┌─ Data shown

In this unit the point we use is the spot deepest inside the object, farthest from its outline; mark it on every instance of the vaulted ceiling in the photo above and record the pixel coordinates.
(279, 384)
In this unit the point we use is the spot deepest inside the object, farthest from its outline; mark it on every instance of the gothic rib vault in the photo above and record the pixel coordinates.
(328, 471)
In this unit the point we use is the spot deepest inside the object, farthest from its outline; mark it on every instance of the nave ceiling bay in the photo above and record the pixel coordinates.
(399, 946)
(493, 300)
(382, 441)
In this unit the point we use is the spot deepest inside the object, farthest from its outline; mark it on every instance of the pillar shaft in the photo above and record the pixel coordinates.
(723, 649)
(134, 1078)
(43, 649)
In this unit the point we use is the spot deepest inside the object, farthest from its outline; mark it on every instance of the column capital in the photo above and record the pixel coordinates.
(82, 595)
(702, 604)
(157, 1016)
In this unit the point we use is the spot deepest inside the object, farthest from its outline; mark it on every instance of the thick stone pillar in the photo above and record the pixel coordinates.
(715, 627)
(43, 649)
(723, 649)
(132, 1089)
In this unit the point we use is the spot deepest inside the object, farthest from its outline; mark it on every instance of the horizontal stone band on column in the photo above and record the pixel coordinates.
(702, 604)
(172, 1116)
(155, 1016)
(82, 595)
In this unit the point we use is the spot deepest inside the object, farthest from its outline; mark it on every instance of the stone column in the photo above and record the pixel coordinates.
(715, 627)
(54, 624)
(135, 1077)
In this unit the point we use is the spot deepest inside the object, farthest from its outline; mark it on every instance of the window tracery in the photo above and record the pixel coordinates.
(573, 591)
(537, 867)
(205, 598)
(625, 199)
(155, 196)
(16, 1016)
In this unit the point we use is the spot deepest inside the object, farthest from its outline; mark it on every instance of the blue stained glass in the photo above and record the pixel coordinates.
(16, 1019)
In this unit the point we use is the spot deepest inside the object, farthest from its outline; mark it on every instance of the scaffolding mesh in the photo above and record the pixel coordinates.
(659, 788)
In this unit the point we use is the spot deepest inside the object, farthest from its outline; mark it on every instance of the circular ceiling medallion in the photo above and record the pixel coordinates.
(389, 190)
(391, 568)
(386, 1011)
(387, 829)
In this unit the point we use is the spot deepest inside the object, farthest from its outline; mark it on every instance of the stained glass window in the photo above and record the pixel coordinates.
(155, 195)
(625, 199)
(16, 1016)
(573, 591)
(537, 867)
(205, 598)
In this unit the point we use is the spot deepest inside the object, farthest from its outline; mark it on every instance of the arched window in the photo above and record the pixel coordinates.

└─

» **What to work on**:
Repeat the data. Keep every word the same.

» **Answer below**:
In this unit the point we use is the spot deepest inside the object, farthest from its outline; mark it on every instance of the vaulted ceiling in the photo above and record the pixel coordinates.
(279, 384)
In this unit the point we use is the spot deepest inside the object, farthest from its outline; mark it on every instance of the gothic rib vault in the photo above and record the pixel coordinates.
(328, 471)
In this unit the point we use is the spot deepest inside the object, farthest from its outline; mark it on every instance of the nave ceiling bay in the photo above and record the pixel coordinates.
(399, 946)
(493, 300)
(382, 441)
In this unit the point we use is the spot deepest inside the object, farthest from its outline; mark it on every instance of the pillar shaft in the photo above and record the pixel coordinates.
(723, 649)
(134, 1078)
(43, 649)
In this unit the point we use is the spot deepest inside the object, farthest from its outline; mark it on every instance of the column capital in the photo above and record the pixel coordinates.
(82, 595)
(702, 604)
(157, 1016)
In this unit the point we use is the spot deepest inside the object, farthest from its outline; mark it on every instance of the thick stone pillar in the photo above and record the pixel coordinates.
(715, 627)
(43, 649)
(723, 649)
(132, 1089)
In this unit the point we use is the spot deepest inside the object, farthest from its outline; mark it on every instance of the horizontal stone band on column in the photo above and record the pixel coordinates.
(702, 604)
(172, 1116)
(155, 1016)
(82, 595)
In this unit the point we use is the spot deepest inside the object, farthest from its outline; mark it on every instance of the stone column in the photo above and record the pixel coordinates.
(715, 627)
(54, 624)
(135, 1077)
In this unit the point we use is the spot deepest inside the object, farthest from its outline; mark it on every instance of the window tracery in the photo above and record the pixel coordinates.
(573, 591)
(537, 867)
(205, 598)
(625, 199)
(155, 196)
(16, 1016)
In this unit the point we use is the spot deepest inside the object, farthest from its outline; mark it on every instance of the blue stained glass in the photo above and record the pixel coordinates.
(16, 1019)
In this unit the point we use is the spot deepest inside the object, farthest from its outline; mark it on every instance of the scaffolding mesh in the photo above and record the pixel coordinates.
(659, 788)
In this unit the point we use is the spot deepest inside the object, farthest from its outline; mark it on every instance of the circular ceiling medallion in the photo above and record the pixel coordinates.
(389, 190)
(391, 568)
(386, 1011)
(387, 829)
In this unit the point we use is the spot deepest inside the object, farthest from its outline; mark it on every instance of the stained glass window in the photo above and record the pixel coordinates.
(155, 195)
(625, 199)
(16, 1016)
(573, 591)
(537, 867)
(205, 598)
In this unit the point we use is the spot deepest inside the object, farthest from its outline; mark it on every instance of the arched window in the photo above and record the pixel coordinates.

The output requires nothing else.